Passage
◆ ◆ ◆ ◆ ◆

The police department’s expert, on the other hand, asserted, in answer to a like hypothetical question, that, in his opinion, the accident of 1925 was not the proximate or immediate cause of the condition for which petitioner was retired.
We thus have a situation where the petitioner is not denying the existence of the nervous condition for which he was retired, but merely asserts that said disorder is due to a prior physical injury as a direct producing cause thereof.
The medical board found no connection between the injury and the present condition.
There was competent medical opinion evidence on both sides of this controversy concerning causal relation. Upon such divergent medical views, the courts should not upset the determination of the medical board, and of the commissioner who followed same,
Assuming that the finding of the medical board as to lack of causal relation between the alleged service-incurred injury and the cause of retirement was not final or conclusive, it afforded sufficient basis for the exercise of the commissioner’s discretion, and a determination made thereon in good faith is not an arbitrary or capricious one. Quite the contrary, it is one supported by some credible evidence and rendered in the exercise of a discretion cast by law upon the departmental officials. The case is quite different from one where the policeman asserts the finding of the medical board to be without any basis in fact. (See Matter of Hodgins v. Bingham, supra.) Here the issue resolves itself eventually into a scientific dispute as to what caused a mental disease.

◆ ◆ ◆ ◆ ◆

Entries in the collection:
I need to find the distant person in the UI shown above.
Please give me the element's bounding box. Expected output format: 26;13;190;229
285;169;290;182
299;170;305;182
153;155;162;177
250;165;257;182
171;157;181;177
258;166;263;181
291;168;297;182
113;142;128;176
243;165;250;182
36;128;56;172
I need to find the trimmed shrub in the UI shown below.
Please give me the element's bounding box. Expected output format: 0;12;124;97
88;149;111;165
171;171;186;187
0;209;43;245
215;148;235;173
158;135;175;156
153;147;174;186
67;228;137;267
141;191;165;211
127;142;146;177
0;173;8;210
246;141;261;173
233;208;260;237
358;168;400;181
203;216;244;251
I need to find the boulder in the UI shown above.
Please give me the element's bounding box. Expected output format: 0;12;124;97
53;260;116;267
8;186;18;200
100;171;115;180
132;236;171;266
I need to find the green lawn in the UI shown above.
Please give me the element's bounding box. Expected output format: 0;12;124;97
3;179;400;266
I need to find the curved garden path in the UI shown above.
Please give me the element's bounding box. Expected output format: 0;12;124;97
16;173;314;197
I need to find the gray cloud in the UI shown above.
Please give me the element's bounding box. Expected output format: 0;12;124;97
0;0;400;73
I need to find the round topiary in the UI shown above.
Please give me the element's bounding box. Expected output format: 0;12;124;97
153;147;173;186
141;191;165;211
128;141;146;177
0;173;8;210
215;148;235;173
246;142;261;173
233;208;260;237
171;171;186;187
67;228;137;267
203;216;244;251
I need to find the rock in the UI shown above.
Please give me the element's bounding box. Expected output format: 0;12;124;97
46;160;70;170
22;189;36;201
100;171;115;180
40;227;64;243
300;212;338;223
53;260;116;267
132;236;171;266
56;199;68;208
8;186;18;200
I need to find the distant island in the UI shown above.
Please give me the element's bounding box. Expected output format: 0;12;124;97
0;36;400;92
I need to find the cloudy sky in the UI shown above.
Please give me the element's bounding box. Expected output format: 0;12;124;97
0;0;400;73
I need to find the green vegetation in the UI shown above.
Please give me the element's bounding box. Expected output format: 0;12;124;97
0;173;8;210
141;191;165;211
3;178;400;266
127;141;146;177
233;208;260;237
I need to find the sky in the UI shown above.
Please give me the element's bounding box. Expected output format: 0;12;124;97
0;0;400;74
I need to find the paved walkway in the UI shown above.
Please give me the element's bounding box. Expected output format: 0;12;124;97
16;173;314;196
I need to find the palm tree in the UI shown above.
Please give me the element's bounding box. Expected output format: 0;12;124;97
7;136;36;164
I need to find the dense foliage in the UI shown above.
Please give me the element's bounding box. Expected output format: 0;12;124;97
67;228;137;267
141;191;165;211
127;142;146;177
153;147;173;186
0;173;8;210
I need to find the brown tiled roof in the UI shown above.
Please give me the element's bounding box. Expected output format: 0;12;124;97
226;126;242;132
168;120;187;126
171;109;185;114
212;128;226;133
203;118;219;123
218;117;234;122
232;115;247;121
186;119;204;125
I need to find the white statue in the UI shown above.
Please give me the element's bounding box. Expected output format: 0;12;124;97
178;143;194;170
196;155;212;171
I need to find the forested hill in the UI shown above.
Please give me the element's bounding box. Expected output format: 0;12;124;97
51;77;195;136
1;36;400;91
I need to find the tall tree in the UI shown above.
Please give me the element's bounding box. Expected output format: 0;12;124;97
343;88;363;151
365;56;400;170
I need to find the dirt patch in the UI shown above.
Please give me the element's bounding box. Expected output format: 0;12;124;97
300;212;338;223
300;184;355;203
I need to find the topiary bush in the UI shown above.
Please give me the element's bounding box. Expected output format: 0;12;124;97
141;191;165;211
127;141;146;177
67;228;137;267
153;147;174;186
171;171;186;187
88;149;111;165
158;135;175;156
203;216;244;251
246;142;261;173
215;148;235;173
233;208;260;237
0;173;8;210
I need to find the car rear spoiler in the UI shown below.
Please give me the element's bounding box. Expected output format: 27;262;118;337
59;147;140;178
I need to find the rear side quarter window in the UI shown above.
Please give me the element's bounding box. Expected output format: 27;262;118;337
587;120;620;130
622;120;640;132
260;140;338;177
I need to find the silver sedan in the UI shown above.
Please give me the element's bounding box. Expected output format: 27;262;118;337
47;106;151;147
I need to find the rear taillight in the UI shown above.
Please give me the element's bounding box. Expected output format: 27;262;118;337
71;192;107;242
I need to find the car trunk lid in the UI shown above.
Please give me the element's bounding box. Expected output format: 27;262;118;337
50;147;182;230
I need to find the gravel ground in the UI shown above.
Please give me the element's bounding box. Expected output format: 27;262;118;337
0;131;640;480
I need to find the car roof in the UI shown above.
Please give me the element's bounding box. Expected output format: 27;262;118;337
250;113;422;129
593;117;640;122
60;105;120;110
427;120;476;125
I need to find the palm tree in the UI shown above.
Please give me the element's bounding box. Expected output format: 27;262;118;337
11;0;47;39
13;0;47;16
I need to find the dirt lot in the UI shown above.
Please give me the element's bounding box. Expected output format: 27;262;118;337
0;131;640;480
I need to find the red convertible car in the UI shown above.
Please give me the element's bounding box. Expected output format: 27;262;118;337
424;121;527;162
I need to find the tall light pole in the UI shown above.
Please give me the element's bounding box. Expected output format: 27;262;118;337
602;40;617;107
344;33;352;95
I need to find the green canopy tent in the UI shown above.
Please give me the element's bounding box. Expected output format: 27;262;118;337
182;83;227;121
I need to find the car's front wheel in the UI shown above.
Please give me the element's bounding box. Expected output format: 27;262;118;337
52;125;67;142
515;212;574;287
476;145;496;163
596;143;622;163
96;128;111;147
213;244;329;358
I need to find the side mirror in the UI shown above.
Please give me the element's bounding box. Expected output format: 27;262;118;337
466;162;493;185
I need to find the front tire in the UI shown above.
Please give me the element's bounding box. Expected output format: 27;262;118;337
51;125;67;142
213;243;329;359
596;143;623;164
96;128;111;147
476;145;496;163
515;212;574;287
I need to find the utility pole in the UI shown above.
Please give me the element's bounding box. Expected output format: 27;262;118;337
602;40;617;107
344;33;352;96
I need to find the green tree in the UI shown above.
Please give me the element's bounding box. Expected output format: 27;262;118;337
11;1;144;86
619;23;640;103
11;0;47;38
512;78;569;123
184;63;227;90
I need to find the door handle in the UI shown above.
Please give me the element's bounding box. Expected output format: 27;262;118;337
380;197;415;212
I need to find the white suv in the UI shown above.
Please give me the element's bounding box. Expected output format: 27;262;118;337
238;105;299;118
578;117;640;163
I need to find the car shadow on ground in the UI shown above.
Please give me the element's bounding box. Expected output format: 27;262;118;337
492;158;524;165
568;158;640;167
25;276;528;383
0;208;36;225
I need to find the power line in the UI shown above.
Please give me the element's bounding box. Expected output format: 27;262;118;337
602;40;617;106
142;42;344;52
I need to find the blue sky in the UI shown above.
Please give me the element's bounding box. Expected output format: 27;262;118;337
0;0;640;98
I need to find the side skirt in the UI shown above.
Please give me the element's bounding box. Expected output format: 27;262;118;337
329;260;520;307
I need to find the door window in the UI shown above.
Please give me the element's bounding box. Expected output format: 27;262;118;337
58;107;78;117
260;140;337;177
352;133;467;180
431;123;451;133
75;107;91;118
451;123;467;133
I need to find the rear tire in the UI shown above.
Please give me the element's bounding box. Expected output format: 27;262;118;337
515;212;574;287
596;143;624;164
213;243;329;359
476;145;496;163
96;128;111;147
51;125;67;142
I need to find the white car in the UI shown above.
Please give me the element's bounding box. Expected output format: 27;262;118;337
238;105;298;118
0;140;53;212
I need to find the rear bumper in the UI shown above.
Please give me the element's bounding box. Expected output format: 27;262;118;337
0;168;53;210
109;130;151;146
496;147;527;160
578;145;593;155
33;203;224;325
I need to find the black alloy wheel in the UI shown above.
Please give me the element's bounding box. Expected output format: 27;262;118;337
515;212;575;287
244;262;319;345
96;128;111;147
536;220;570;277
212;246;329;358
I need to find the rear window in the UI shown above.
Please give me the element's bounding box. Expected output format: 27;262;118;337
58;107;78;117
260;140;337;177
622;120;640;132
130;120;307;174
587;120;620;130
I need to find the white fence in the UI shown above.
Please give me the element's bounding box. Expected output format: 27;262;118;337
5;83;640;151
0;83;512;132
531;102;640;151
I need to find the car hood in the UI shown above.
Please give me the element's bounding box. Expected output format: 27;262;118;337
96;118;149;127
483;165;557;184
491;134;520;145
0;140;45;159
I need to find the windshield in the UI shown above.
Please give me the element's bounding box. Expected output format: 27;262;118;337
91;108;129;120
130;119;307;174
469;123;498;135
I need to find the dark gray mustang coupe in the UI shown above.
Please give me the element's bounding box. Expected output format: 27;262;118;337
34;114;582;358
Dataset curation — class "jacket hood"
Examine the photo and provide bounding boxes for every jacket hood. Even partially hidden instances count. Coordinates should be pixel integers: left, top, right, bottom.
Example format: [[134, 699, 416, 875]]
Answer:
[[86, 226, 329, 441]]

◆ ◆ ◆ ◆ ◆

Work order 1
Translate this sentence from the court opinion into Spanish: "The medical board found no connection between the injury and the present condition."
Work order 2
Carry the court opinion forward, starting right after its final sentence.
The rows have nothing to do with the court opinion.

Written answer 1
La junta médica no encontró ninguna relación entre la lesión y la afección actual.

Written answer 2
We find the evidence on the question of causal relation, to say the least, equally balanced. By this statement we do not intend do suggest that “ weight of evidence ” is the test to be applied. The test rather is the existence of some credible legal evidence to support the commissioner’s finding. There is ample evidence of that nature in the present case.
The order should be reversed, with fifty dollars costs and disbursements to the appellant, and the proceeding dismissed.
Martin, P. J., O’Malley, Townley and Cohn, JJ., concur.
’ Order unanimously reversed, with fifty dollars costs and disbursements to the appellant, and the proceeding dismissed.